## BEGIN ENTRIES PROVIDED

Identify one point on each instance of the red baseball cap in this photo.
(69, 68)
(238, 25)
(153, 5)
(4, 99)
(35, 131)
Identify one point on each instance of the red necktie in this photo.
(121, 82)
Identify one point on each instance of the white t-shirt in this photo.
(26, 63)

## END ENTRIES PROVIDED

Take everything from the line containing "Identify one point on each instance of the white" down to the end of the data and write it out again in full. Increase every coordinate by 125.

Identify one point on each instance of the white t-shirt in this photo.
(151, 188)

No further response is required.